## Exercise aim
Your answer must be the full set of entries, repeated exactly.

### Given entries ###

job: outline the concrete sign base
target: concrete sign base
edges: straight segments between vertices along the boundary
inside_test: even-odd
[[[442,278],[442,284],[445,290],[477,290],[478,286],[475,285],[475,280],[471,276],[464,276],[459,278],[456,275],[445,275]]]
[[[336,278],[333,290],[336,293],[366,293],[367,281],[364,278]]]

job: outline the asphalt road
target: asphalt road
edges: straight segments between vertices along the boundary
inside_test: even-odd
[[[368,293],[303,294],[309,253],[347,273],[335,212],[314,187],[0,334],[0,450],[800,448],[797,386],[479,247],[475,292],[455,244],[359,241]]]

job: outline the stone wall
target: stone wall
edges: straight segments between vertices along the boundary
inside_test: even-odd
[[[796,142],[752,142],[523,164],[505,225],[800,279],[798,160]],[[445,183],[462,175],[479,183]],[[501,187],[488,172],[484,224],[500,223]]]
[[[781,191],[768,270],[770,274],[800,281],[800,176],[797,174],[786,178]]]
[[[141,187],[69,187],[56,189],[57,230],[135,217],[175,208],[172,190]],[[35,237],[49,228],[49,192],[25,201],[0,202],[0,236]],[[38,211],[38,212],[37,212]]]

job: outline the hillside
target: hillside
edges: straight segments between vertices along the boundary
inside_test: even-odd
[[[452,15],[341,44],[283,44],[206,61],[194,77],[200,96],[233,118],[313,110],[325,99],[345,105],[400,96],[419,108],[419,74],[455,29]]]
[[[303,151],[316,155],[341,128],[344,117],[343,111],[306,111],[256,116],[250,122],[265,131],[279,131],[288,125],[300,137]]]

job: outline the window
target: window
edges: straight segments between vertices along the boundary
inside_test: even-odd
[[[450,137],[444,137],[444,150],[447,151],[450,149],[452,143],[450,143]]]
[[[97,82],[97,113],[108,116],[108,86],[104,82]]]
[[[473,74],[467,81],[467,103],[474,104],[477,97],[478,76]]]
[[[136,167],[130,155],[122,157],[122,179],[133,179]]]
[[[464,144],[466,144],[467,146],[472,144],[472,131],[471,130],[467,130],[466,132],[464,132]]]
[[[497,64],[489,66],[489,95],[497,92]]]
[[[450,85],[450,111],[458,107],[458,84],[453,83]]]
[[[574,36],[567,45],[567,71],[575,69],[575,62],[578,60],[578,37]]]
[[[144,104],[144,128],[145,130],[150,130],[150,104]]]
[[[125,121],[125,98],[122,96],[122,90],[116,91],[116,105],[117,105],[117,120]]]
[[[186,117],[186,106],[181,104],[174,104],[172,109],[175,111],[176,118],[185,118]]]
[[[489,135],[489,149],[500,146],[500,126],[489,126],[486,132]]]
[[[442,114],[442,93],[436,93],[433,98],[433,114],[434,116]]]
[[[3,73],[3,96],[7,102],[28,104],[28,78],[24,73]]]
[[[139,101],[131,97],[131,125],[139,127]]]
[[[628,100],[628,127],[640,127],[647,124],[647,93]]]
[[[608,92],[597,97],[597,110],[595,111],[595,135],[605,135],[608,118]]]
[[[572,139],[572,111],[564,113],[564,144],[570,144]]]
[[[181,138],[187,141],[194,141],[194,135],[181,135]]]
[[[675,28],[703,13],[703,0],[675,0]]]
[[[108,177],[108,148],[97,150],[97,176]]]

###

## Response to this task
job: outline the concrete sign base
target: concrete sign base
edges: straight segments between vertices along the boundary
inside_test: even-odd
[[[442,278],[442,284],[445,290],[477,290],[478,286],[475,285],[475,280],[471,276],[464,276],[459,278],[456,275],[445,275]]]
[[[336,278],[333,290],[336,293],[366,293],[367,281],[364,278]]]

job: outline the asphalt road
target: asphalt road
edges: straight segments between vertices along the boundary
inside_test: even-odd
[[[368,293],[303,294],[309,253],[347,273],[335,212],[314,187],[0,334],[0,450],[800,448],[797,386],[479,247],[475,292],[455,244],[359,241]]]

job: outline the stone wall
target: stone wall
edges: straight segments between vertices along the boundary
inside_test: even-odd
[[[796,142],[752,142],[523,164],[505,225],[800,279],[798,160]],[[445,183],[462,175],[479,183]],[[501,187],[488,172],[484,224],[500,223]]]
[[[781,191],[768,270],[770,274],[800,281],[800,176],[797,174],[786,178]]]
[[[141,187],[69,187],[56,189],[57,230],[135,217],[175,208],[172,190]],[[35,237],[49,228],[49,192],[25,201],[0,202],[0,236]],[[38,211],[38,212],[37,212]]]

job: outline the hillside
target: hillside
edges: straight segments between vertices along the boundary
inside_test: even-odd
[[[452,15],[341,44],[283,44],[206,61],[194,77],[200,96],[233,118],[313,110],[325,99],[345,105],[400,96],[419,108],[419,74],[455,29]]]
[[[303,151],[316,155],[341,128],[344,117],[343,111],[306,111],[256,116],[250,122],[265,131],[279,131],[288,125],[300,137]]]

job: outline the window
target: window
edges: straight segments between vertices along the boundary
inside_test: even-odd
[[[450,137],[444,137],[444,150],[447,151],[450,149],[452,143],[450,143]]]
[[[97,82],[97,113],[108,116],[108,86],[104,82]]]
[[[473,74],[467,81],[467,103],[474,104],[477,97],[478,76]]]
[[[136,167],[130,155],[122,157],[122,179],[133,179]]]
[[[464,144],[466,144],[467,146],[472,144],[472,131],[471,130],[467,130],[466,132],[464,132]]]
[[[497,64],[489,66],[489,95],[497,92]]]
[[[450,85],[450,111],[458,107],[458,84],[453,83]]]
[[[574,36],[567,45],[567,71],[575,69],[575,62],[578,60],[578,37]]]
[[[144,104],[144,128],[145,130],[150,130],[150,104]]]
[[[125,121],[125,98],[122,96],[122,90],[116,91],[116,105],[117,105],[117,120]]]
[[[186,117],[186,106],[181,104],[174,104],[172,109],[175,111],[176,118],[185,118]]]
[[[489,135],[489,149],[500,146],[500,126],[489,126],[486,132]]]
[[[442,114],[442,93],[436,93],[433,98],[433,114],[434,116]]]
[[[3,73],[3,96],[7,102],[28,104],[28,78],[24,73]]]
[[[139,101],[131,97],[131,125],[139,127]]]
[[[628,100],[628,127],[640,127],[647,124],[647,93]]]
[[[608,92],[597,97],[597,110],[595,111],[595,135],[605,135],[608,118]]]
[[[572,139],[572,111],[564,113],[564,144],[570,144]]]
[[[181,138],[187,141],[194,141],[194,135],[181,135]]]
[[[675,28],[703,13],[703,0],[675,0]]]
[[[108,177],[108,148],[97,150],[97,176]]]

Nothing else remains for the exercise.